The problem
Copy every one of the records below, substituting "single point" for each occurrence of "single marker" and leaving everything else unchanged. Leave the pictures out of your answer.

[Start of Stored data]

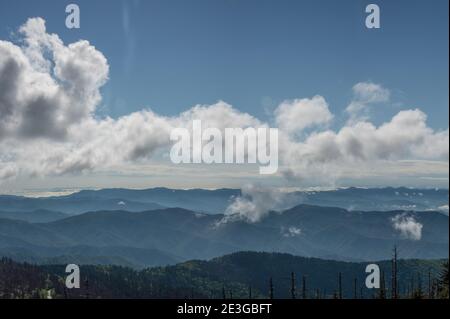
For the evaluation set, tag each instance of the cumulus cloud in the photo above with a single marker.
(46, 87)
(364, 95)
(296, 115)
(405, 136)
(291, 231)
(256, 202)
(408, 227)
(49, 92)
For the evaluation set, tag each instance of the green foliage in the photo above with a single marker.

[End of Stored data]

Solved problem
For the evaluation set, tag each instance of the cumulus cloud in the photo above with a single point.
(46, 87)
(364, 95)
(296, 115)
(405, 136)
(291, 231)
(256, 202)
(408, 227)
(49, 92)
For the evaluation set, tag each instance of the green foliage in the photo above with a single point.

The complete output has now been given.